[What is needed] The lines to copy are those with "nose" in them. Pull each one from the entries below.

[Material provided]
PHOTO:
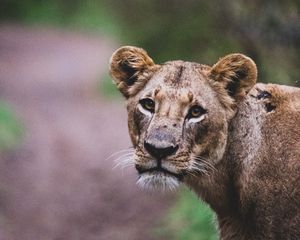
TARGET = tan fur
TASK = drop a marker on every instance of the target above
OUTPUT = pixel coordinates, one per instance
(241, 154)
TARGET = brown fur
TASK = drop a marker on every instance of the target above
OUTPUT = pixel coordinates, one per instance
(241, 155)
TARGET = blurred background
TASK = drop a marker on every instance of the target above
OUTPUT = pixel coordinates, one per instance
(63, 125)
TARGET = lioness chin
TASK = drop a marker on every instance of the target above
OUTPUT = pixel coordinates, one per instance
(234, 142)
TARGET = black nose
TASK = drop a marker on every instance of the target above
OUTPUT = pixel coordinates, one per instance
(160, 153)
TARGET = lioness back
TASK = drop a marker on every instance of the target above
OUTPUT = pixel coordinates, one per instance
(234, 142)
(267, 146)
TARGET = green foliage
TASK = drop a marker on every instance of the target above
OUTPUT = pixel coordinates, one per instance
(10, 128)
(189, 219)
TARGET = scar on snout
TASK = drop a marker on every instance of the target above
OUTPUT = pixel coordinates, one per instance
(190, 96)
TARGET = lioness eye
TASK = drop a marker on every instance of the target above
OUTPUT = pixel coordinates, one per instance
(196, 111)
(148, 104)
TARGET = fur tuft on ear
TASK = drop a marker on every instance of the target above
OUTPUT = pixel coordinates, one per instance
(234, 75)
(127, 65)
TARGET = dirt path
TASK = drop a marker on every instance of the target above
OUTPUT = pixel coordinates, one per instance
(58, 184)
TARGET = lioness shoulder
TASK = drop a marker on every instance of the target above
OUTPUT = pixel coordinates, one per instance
(235, 142)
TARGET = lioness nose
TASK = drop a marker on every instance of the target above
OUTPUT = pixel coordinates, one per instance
(160, 153)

[Worked solution]
TARGET = black nose
TARGET = lioness nose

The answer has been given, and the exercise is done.